═════ Text passage
U.S. doubts North Korean claims
From CNN Senior United Nations Correspondent Richard Roth
WASHINGTON (CNN) -- U.S. officials have expressed skepticism but deep concern over North Korea's claim that it has reprocessed 8,000 fuel rods from its Yongbyon nuclear reactor -- fuel that could be used in nuclear weapons -- in response to U.S. threats.
In a rare interview Wednesday, Vice Foreign Minister Choe Su Hon told CNN of the move, saying North Korea's nuclear deterrence is not intended to attack other countries, but as a means to safeguard the country's territory.
"We have already processed that fuel rods and also changed the purpose of those fuel rods," Choe said.
U.S. officials have estimated that plutonium obtained from the rods could be used to build between six and 12 nuclear warheads.
"This is the third time they have told us they finished reprocessing the rods," U.S. Secretary of State Colin Powell said Thursday, but he added, "we have no evidence to confirm that."
"I believe that this is a matter of the most serious concern for the international community, and I think North Korea's neighbors should also be delivering a message to Kim Jong Il that the solution to the problem is for them to stop moving in this direction -- continue to participate in the diplomacy that is under way," Powell said.
══════════
═════ Data
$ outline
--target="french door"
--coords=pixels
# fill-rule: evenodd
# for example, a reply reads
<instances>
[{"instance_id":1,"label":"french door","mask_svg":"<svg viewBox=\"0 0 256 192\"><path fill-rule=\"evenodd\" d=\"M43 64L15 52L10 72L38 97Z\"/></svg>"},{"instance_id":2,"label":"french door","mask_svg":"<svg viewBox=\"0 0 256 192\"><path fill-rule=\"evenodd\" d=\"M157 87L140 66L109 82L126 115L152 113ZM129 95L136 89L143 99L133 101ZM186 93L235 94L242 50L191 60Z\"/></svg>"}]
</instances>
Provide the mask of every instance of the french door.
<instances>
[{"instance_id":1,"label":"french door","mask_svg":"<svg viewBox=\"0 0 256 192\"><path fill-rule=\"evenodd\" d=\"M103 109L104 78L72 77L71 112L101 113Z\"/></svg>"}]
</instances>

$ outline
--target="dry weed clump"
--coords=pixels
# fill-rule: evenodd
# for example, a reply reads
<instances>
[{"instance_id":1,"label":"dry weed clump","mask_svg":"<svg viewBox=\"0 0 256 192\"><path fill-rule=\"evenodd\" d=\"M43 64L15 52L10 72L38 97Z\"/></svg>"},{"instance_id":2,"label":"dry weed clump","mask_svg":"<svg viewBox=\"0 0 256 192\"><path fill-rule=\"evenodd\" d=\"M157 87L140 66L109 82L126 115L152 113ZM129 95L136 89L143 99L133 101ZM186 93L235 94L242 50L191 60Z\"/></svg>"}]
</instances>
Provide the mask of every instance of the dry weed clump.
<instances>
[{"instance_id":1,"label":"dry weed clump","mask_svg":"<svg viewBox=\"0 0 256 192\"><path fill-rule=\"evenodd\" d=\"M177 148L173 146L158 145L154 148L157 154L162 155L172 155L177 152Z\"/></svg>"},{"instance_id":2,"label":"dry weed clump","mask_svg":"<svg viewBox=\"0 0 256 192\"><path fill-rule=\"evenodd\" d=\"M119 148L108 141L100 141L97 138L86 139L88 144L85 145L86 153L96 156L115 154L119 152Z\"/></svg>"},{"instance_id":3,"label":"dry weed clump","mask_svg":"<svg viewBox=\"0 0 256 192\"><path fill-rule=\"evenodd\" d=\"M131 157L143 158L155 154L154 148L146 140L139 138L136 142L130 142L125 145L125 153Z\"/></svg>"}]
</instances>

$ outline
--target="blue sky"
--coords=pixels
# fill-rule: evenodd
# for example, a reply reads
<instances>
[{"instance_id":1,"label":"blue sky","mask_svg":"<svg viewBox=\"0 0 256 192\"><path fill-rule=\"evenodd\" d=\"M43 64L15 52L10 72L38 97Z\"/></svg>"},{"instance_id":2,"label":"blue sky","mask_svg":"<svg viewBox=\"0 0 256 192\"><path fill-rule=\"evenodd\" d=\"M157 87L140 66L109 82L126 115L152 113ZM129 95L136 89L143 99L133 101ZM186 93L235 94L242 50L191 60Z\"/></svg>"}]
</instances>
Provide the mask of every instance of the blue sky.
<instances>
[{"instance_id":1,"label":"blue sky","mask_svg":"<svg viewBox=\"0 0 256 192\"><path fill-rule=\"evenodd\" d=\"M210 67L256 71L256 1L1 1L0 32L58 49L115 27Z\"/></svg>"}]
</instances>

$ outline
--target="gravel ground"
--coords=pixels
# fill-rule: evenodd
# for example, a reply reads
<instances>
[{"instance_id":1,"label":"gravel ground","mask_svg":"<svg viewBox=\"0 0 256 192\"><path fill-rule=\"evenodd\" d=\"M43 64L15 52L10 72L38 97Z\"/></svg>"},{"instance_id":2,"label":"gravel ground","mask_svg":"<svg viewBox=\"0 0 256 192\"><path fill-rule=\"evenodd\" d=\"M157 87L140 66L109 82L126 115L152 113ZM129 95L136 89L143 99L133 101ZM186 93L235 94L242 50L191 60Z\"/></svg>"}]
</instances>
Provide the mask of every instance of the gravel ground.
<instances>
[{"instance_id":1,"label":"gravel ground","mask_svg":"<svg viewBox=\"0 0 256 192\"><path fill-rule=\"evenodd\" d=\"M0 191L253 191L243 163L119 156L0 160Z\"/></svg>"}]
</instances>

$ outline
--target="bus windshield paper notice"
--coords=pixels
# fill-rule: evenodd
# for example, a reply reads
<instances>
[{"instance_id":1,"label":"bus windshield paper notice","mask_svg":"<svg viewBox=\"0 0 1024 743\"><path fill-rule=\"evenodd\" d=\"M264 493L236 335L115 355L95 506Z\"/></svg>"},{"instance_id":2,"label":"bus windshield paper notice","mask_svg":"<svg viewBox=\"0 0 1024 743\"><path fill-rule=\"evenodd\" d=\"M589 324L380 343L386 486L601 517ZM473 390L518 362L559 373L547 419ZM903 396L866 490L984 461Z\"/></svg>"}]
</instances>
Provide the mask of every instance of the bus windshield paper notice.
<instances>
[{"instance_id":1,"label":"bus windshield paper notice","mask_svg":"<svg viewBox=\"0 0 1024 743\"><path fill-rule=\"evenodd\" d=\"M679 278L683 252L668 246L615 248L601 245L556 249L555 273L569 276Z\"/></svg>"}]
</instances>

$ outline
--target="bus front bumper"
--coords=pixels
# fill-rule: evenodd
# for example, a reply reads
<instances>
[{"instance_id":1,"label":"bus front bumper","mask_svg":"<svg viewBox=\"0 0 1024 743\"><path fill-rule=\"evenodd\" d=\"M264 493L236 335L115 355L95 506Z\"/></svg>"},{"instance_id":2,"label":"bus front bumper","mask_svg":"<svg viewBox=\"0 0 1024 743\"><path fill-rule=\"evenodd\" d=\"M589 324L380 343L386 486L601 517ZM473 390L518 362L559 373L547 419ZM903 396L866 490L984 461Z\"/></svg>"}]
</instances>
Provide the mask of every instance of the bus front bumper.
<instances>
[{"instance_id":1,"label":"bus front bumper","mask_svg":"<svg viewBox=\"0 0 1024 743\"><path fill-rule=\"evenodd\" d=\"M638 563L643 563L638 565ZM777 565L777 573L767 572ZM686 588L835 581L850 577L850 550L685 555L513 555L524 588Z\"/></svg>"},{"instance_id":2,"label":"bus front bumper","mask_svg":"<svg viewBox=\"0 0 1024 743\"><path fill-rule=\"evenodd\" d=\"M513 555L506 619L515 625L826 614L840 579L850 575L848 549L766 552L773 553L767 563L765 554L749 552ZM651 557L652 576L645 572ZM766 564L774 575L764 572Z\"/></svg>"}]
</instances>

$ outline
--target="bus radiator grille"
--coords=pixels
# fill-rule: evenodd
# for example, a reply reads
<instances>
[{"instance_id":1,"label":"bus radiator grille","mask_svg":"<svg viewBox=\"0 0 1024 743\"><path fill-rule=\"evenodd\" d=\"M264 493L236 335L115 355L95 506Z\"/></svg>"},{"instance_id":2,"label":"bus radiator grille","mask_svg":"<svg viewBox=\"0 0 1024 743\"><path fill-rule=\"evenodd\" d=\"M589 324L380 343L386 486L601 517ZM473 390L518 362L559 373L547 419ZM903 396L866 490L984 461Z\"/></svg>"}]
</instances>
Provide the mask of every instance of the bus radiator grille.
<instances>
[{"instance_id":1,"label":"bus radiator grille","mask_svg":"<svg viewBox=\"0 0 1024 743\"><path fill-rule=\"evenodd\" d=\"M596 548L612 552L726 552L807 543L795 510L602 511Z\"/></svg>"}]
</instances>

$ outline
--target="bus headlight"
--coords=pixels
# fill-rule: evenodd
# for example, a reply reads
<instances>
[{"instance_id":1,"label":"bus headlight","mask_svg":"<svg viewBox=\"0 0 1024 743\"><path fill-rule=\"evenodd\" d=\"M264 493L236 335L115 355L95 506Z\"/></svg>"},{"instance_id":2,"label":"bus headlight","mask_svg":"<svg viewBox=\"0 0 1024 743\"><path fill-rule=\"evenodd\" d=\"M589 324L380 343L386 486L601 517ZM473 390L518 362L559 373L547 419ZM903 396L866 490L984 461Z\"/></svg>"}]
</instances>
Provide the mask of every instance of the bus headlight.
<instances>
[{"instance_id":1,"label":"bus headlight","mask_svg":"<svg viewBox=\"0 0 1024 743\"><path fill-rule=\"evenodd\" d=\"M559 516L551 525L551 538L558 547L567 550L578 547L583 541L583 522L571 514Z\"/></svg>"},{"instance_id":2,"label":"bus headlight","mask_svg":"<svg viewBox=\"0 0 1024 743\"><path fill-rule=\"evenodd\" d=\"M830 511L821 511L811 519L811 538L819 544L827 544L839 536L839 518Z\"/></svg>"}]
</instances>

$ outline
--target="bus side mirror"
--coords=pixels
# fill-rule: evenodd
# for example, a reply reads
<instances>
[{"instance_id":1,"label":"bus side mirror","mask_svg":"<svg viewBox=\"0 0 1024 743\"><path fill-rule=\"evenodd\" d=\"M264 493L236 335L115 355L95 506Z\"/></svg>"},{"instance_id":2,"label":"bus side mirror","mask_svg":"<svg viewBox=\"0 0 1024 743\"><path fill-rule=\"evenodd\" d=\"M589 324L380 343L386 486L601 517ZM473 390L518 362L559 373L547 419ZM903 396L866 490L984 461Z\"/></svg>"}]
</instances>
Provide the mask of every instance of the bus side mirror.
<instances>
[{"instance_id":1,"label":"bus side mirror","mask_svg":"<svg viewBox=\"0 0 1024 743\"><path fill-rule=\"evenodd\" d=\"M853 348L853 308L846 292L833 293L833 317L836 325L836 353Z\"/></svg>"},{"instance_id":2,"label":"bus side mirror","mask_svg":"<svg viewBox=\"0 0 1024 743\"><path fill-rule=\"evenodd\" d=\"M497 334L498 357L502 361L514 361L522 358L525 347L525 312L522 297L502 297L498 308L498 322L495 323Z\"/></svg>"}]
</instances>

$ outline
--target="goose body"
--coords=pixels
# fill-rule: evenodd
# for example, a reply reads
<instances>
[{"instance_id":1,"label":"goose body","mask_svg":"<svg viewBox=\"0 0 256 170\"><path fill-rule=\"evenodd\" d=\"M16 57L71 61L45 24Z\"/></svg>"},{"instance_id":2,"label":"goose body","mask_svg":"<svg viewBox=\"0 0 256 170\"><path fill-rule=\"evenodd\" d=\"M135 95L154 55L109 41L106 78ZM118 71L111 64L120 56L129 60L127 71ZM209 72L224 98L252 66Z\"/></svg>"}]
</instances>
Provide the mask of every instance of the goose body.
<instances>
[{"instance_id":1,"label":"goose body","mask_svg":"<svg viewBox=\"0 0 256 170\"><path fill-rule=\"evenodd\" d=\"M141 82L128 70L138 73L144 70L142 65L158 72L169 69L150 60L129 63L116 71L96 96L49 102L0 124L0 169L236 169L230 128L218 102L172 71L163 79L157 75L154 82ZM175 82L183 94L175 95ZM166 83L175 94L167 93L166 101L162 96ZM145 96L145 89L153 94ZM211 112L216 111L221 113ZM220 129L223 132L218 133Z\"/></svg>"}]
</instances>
══════════
▶ Your instructions
Continue the news article on U.S. doubts about North Korea's fuel rod claims, picking up after its last sentence. The listing is not needed for this.

▶ Task response
Another U.S. official also told CNN that the claim should be treated with "a great deal of skepticism."
The official said the claim is regarded by the United States as a "negotiation tactic," and added, "we don't have any evidence to suggest it's true."
Asked what the new purpose of the rods is, Choe said, "As we have clearly pointed out, since the United States is now threatening the DPRK (Democratic People's Republic of Korea) with nuclear weapons to launch a pre-emptive nuclear attack against the DPRK, we have been left with no alternative but to be in possession of the nuclear deterrence.
"That's why we have taken up all measures to maintain and strengthen that nuclear deterrence."
Choe claimed the war with Iraq convinced the North Korean government to further strengthen its military defense.
Choe also told CNN that Pyongyang's relations with the United States are at their worst level ever, repeatedly attacking Washington for not signing a non-aggression treaty with North Korea.
The minister said the treaty would enable Pyongyang to cooperate with the international community on nuclear issues.
"Our proposal is modest and simple, we just want both the DPRK and the United States to put down guns at the same time and coexist peacefully."
No word on talks
The minister refused to say if and when North Korea will test a nuclear weapon as the government has previously indicated it would.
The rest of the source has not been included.